(Natural-language object grounding data)
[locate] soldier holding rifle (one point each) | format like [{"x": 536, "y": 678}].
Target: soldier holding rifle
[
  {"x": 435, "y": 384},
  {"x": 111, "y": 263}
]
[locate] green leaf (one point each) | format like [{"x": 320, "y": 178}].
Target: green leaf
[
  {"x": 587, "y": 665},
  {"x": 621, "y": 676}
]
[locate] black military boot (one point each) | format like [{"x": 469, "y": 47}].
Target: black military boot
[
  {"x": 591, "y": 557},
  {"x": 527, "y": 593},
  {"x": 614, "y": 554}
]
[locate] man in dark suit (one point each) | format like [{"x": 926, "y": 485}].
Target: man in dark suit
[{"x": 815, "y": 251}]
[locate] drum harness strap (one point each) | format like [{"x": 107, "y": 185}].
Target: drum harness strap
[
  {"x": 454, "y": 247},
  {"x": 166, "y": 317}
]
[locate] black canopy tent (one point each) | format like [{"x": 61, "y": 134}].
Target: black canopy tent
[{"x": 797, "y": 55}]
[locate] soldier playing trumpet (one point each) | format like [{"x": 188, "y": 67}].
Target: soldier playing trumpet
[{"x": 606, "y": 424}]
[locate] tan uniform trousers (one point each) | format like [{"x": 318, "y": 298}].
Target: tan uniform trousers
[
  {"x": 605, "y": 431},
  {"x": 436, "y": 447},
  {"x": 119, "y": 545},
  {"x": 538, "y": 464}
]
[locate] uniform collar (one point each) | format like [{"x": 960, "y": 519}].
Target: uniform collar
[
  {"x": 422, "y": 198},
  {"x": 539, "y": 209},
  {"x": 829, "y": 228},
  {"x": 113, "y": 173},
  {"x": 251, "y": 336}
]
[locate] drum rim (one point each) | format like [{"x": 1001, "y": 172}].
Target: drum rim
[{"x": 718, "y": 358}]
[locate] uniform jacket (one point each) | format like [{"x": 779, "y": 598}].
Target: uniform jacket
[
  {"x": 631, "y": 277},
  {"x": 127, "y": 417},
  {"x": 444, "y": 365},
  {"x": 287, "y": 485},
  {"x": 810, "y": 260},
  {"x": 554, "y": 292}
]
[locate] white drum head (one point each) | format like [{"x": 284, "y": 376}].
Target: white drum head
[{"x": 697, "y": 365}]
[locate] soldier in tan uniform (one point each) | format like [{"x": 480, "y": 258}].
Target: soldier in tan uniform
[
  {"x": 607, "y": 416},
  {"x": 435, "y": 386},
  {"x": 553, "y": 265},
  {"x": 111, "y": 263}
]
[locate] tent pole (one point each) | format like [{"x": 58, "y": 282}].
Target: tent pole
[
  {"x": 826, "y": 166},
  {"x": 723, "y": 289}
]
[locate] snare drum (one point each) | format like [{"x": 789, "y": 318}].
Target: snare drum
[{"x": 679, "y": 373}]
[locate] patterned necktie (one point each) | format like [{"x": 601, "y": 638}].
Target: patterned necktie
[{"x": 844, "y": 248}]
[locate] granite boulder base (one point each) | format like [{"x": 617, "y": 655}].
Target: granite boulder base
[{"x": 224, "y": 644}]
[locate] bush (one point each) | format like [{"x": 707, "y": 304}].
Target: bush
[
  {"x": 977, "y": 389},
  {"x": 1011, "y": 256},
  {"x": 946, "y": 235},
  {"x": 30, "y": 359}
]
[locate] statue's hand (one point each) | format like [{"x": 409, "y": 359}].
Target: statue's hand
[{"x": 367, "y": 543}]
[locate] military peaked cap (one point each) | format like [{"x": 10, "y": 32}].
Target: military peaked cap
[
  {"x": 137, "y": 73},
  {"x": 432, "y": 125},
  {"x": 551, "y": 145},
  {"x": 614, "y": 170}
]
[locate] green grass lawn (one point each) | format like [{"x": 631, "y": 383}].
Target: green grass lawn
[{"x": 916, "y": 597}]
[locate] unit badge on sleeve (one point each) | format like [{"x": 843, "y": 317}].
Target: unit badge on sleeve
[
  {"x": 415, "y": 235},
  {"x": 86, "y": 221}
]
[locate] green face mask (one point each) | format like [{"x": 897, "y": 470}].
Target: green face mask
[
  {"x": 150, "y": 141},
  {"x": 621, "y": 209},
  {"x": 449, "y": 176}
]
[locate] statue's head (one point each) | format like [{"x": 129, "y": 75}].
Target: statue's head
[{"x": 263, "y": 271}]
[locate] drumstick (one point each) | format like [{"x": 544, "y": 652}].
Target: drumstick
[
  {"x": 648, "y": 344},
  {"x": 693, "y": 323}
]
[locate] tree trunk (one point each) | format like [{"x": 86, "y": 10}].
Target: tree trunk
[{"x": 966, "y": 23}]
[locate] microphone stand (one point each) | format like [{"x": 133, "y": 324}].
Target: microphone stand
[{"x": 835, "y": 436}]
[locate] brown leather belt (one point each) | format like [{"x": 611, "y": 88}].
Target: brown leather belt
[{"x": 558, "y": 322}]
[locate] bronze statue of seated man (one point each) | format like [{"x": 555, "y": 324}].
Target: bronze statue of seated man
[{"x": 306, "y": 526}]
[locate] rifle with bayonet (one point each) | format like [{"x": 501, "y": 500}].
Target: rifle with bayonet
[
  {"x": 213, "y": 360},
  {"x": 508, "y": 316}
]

■ Task requirements:
All that is wanted is an exact copy of the lines above from the one with "[locate] uniform jacket" through the one with "[locate] white drum", with both ends included.

■ Solution:
[locate] uniform jacket (one point each) | format like [{"x": 779, "y": 598}].
Target: uniform jacket
[
  {"x": 631, "y": 277},
  {"x": 127, "y": 417},
  {"x": 444, "y": 365},
  {"x": 287, "y": 485},
  {"x": 810, "y": 260},
  {"x": 554, "y": 292}
]
[locate] white drum head (one point each) | format like [{"x": 284, "y": 376}].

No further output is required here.